──────── Selected text ────────

Squishy brakes, bled all about 5 times
Just as the title says, I recently changed my brakepads and my rubber brake lines bled all of the wheels and the master cylinder. I went to take it out for a spin, and while it was off everything felt stiff and good to go, but when I turned it on I had to press the brakes 75% to the floor to do anything. I thought perhaps I did not bleed the brakes correctly and I did it again. The same problem and nothing was fixed. I have bled the brakes 5 times now and even changed a caliper to no avail. I looked for leaks but there was nothing. Any ideas? and thanks for any help.:Wconfused
|
Can you outline how you're bleeding the system?
|
Originally Posted by Loki
(Post 4666403)
Can you outline how you're bleeding the system?
|
I just did my brake pads yesterday and flushed all the brake fluid. You might want to flush your fluid. Not sure how you are doing yours but my process started with the passenger rear (farthest from the brake reservoir). I used a one-man bleeder kit. Loosened the bleeder valve and pumped the brake pedal several times, while checking and topping off the reservoir every few pumps, until I saw fresh brake fluid and no air bubbles in the clear hose to the bleeder kit. Make sure you don't let the reservoir get too low or you will suck in air. Repeated this on process on the drivers rear, then passenger front, then driver front (each one is one closer to the reservoir than the last). No problems with brake pressure after. Also, make sure to properly bed your pads. If you still have problems after it could be something faulty, like a leaky seal, but if it was fine previous it seems like you may may just have air somewhere. Also, check the rubber hoses you replaced and make sure you don't have any leaks. If you have a leak it may feel good at first but as it sucks air in it will get squishy.
|
Originally Posted by slash128
(Post 4666407)

──────── Given records ────────

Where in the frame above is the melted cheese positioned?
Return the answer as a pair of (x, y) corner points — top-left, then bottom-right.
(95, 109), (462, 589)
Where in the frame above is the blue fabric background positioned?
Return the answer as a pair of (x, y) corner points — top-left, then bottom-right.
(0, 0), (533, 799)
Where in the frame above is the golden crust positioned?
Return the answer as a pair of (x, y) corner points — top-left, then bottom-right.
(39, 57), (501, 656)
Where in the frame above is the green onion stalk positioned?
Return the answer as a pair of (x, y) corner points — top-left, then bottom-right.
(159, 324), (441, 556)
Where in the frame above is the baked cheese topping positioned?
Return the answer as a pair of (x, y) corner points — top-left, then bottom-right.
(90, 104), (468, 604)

────────

▸ **Prompt**
Write out the passage of the squishy-brakes forum thread between "Squishy brakes, bled" and "(Post 4666403)", inclusive.

▸ **Response to the exercise**
Squishy brakes, bled all about 5 times
Just as the title says, I recently changed my brakepads and my rubber brake lines bled all of the wheels and the master cylinder. I went to take it out for a spin, and while it was off everything felt stiff and good to go, but when I turned it on I had to press the brakes 75% to the floor to do anything. I thought perhaps I did not bleed the brakes correctly and I did it again. The same problem and nothing was fixed. I have bled the brakes 5 times now and even changed a caliper to no avail. I looked for leaks but there was nothing. Any ideas? and thanks for any help.:Wconfused
|
Can you outline how you're bleeding the system?
|
Originally Posted by Loki
(Post 4666403)